::: Information given :::
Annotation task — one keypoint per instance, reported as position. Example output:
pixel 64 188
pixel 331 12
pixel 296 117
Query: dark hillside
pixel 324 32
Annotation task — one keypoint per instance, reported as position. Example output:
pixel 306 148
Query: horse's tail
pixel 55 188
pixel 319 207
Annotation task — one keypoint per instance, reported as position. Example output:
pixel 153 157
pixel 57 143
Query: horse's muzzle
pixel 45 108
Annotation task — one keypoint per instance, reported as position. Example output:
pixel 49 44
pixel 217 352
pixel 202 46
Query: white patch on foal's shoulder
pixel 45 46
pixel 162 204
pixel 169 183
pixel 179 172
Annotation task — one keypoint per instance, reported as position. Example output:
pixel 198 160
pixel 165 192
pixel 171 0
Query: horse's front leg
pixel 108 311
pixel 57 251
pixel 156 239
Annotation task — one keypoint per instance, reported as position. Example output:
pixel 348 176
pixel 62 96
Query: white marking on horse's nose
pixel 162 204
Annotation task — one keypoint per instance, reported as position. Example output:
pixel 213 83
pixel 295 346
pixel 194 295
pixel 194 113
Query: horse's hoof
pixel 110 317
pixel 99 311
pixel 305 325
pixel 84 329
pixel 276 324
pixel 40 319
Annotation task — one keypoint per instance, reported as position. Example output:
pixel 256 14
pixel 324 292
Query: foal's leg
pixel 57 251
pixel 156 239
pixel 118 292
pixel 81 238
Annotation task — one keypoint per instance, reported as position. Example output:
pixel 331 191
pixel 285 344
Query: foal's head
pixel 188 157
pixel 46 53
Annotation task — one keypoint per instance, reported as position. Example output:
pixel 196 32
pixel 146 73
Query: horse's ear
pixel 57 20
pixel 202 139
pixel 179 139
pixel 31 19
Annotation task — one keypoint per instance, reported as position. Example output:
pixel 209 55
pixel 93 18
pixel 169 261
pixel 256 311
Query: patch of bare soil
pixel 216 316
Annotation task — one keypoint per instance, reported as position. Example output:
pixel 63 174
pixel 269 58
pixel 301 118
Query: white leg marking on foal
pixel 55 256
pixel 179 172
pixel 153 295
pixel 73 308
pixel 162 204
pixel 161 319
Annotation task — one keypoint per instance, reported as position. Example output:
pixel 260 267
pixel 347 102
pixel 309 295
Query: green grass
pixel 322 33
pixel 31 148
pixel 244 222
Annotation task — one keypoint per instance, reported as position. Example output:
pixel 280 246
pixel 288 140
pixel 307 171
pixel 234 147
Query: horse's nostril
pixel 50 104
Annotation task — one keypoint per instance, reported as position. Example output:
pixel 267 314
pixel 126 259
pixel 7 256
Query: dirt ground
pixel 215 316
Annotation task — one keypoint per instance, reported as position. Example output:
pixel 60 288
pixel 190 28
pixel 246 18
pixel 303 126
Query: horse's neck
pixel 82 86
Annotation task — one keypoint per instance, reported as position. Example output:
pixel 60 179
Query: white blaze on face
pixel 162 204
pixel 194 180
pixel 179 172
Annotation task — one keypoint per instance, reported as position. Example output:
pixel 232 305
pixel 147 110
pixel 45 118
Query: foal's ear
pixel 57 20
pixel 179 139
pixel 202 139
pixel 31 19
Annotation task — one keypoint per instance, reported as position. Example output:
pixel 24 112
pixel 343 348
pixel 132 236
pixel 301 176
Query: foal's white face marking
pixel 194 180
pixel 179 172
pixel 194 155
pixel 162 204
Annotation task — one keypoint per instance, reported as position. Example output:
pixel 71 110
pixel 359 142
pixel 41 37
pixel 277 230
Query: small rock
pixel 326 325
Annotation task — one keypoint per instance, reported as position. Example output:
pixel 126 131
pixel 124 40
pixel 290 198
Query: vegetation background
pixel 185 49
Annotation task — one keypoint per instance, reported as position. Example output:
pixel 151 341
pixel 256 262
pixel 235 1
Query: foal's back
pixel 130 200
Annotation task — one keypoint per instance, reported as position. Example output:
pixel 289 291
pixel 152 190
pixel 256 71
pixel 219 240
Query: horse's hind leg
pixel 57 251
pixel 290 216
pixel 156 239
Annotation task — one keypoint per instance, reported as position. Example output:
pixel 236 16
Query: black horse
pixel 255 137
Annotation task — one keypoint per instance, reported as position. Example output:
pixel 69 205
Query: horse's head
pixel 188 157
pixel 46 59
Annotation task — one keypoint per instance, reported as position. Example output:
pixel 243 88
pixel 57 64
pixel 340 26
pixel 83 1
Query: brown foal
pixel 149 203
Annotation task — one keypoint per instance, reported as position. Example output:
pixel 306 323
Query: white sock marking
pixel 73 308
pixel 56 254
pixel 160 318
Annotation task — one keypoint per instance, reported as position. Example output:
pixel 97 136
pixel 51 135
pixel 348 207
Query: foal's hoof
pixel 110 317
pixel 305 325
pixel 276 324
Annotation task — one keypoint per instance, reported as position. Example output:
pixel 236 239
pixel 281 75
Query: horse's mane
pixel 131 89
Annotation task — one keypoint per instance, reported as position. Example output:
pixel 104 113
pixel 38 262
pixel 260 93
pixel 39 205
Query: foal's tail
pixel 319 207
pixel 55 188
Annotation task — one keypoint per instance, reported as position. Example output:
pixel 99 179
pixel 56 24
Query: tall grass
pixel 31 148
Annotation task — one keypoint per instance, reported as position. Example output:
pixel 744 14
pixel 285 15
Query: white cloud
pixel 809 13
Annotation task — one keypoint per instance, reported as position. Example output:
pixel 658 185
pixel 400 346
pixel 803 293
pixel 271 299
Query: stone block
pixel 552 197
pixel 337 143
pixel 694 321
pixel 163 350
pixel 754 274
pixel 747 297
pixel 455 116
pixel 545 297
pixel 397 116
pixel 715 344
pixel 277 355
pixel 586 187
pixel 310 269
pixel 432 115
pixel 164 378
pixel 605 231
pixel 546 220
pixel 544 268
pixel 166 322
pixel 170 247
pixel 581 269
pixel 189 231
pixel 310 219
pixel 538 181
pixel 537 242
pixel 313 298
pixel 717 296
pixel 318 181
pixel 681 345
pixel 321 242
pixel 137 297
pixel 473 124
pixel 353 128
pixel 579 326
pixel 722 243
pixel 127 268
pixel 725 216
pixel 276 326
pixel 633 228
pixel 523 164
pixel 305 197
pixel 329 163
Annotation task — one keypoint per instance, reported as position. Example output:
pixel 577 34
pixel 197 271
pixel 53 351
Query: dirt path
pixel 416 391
:::
What is expected: Return every record above exactly as it appears.

Response to this exercise:
Annotation task — one keypoint per instance, reported as position. Example output:
pixel 64 188
pixel 331 12
pixel 296 117
Query: dark hillside
pixel 324 32
Annotation task — one keypoint per instance, reported as position. Example output:
pixel 306 148
Query: horse's tail
pixel 55 188
pixel 319 207
Annotation task — one keypoint per instance, reported as position. Example output:
pixel 153 157
pixel 57 143
Query: horse's muzzle
pixel 45 108
Annotation task — one keypoint per instance, reported as position. Example output:
pixel 49 44
pixel 217 352
pixel 202 46
Query: white patch on foal's shoulder
pixel 45 46
pixel 162 204
pixel 169 183
pixel 179 172
Annotation task — one keypoint per instance, reported as position. Example output:
pixel 198 160
pixel 165 192
pixel 171 0
Query: horse's front leg
pixel 108 311
pixel 57 251
pixel 156 239
Annotation task — one keypoint per instance, reported as position. Example output:
pixel 348 176
pixel 62 96
Query: white marking on horse's nose
pixel 162 204
Annotation task — one keypoint per instance, reported as position. Example output:
pixel 213 83
pixel 295 346
pixel 194 295
pixel 194 113
Query: horse's hoof
pixel 110 317
pixel 99 311
pixel 305 325
pixel 84 329
pixel 276 324
pixel 40 319
Annotation task — one keypoint per instance, reported as position. Example output:
pixel 256 14
pixel 324 292
Query: foal's leg
pixel 57 251
pixel 156 239
pixel 118 292
pixel 81 238
Annotation task — one keypoint per instance, reported as position. Example output:
pixel 331 191
pixel 285 344
Query: foal's head
pixel 188 157
pixel 46 53
Annotation task — one keypoint per instance, reported as position. Example output:
pixel 196 32
pixel 146 73
Query: horse's ear
pixel 57 20
pixel 202 139
pixel 179 139
pixel 31 19
Annotation task — one keypoint per instance, reported as position. Example output:
pixel 209 55
pixel 93 18
pixel 169 261
pixel 256 311
Query: patch of bare soil
pixel 216 316
Annotation task — one keypoint per instance, reported as position. Example output:
pixel 63 174
pixel 269 58
pixel 301 118
Query: white leg marking on foal
pixel 55 256
pixel 179 172
pixel 153 295
pixel 73 308
pixel 162 204
pixel 161 319
Annotation task — one keypoint per instance, reported as position. Example output:
pixel 260 267
pixel 347 102
pixel 309 295
Query: green grass
pixel 322 33
pixel 31 148
pixel 244 222
Annotation task — one keypoint per instance, reported as position. Example output:
pixel 280 246
pixel 288 140
pixel 307 171
pixel 234 147
Query: horse's nostril
pixel 50 104
Annotation task — one keypoint per instance, reported as position. Example output:
pixel 267 314
pixel 126 259
pixel 7 256
Query: dirt ground
pixel 215 316
Annotation task — one keypoint per instance, reported as position. Example output:
pixel 60 288
pixel 190 28
pixel 246 18
pixel 303 126
Query: horse's neck
pixel 82 86
Annotation task — one keypoint per instance, reported as position. Example output:
pixel 60 179
Query: white blaze on face
pixel 162 204
pixel 194 180
pixel 179 172
Annotation task — one keypoint per instance, reported as position. Example output:
pixel 232 305
pixel 147 110
pixel 45 118
Query: foal's ear
pixel 57 20
pixel 179 139
pixel 202 139
pixel 31 19
Annotation task — one keypoint per instance, reported as position. Example output:
pixel 24 112
pixel 343 348
pixel 132 236
pixel 301 176
Query: foal's white face marking
pixel 194 180
pixel 179 172
pixel 194 155
pixel 162 204
Annotation task — one keypoint per instance, reported as position. Example output:
pixel 71 110
pixel 359 142
pixel 41 37
pixel 277 230
Query: small rock
pixel 326 325
Annotation task — one keypoint per instance, reported as position. Example output:
pixel 126 131
pixel 124 40
pixel 290 198
Query: vegetation background
pixel 185 49
Annotation task — one keypoint per instance, reported as position. Example output:
pixel 151 341
pixel 256 262
pixel 235 1
Query: foal's back
pixel 130 200
Annotation task — one keypoint per instance, reported as position. Example output:
pixel 289 291
pixel 152 190
pixel 256 71
pixel 219 240
Query: horse's hind leg
pixel 57 251
pixel 290 216
pixel 156 239
Annotation task — one keypoint per instance, reported as position. Example output:
pixel 236 16
Query: black horse
pixel 255 137
Annotation task — one keypoint per instance, reported as position. Example output:
pixel 69 205
Query: horse's head
pixel 188 157
pixel 46 59
Annotation task — one keypoint per instance, reported as position. Example output:
pixel 243 88
pixel 57 64
pixel 340 26
pixel 83 1
Query: brown foal
pixel 149 203
Annotation task — one keypoint per instance, reported as position. Example output:
pixel 306 323
Query: white sock marking
pixel 73 308
pixel 56 254
pixel 160 318
Annotation task — one keypoint per instance, reported as position. Example output:
pixel 97 136
pixel 51 135
pixel 348 207
Query: foal's hoof
pixel 110 317
pixel 305 325
pixel 276 324
Annotation task — one keypoint per instance, reported as position. Example output:
pixel 236 239
pixel 281 75
Query: horse's mane
pixel 131 89
Annotation task — one keypoint per instance, reported as position. Example output:
pixel 104 113
pixel 38 262
pixel 260 93
pixel 39 205
Query: foal's tail
pixel 319 207
pixel 55 188
Annotation task — one keypoint per instance, reported as position. Example output:
pixel 99 179
pixel 56 24
Query: tall grass
pixel 31 148
Annotation task — one keypoint per instance, reported as position. Example output:
pixel 744 14
pixel 285 15
Query: white cloud
pixel 809 13
Annotation task — one keypoint per instance, reported as position. Example output:
pixel 658 185
pixel 400 346
pixel 803 293
pixel 271 299
Query: stone block
pixel 552 197
pixel 337 143
pixel 694 321
pixel 163 350
pixel 754 274
pixel 747 297
pixel 455 116
pixel 545 297
pixel 397 116
pixel 715 344
pixel 277 355
pixel 586 187
pixel 310 269
pixel 432 115
pixel 164 378
pixel 605 231
pixel 546 220
pixel 544 268
pixel 166 322
pixel 170 247
pixel 581 269
pixel 189 231
pixel 310 219
pixel 538 181
pixel 537 242
pixel 313 298
pixel 717 296
pixel 318 181
pixel 681 345
pixel 321 242
pixel 137 297
pixel 473 124
pixel 353 128
pixel 579 326
pixel 722 243
pixel 127 268
pixel 725 216
pixel 276 326
pixel 633 228
pixel 523 164
pixel 305 197
pixel 329 163
Annotation task — one keypoint per instance, reported as position. Example output:
pixel 577 34
pixel 197 271
pixel 53 351
Query: dirt path
pixel 416 391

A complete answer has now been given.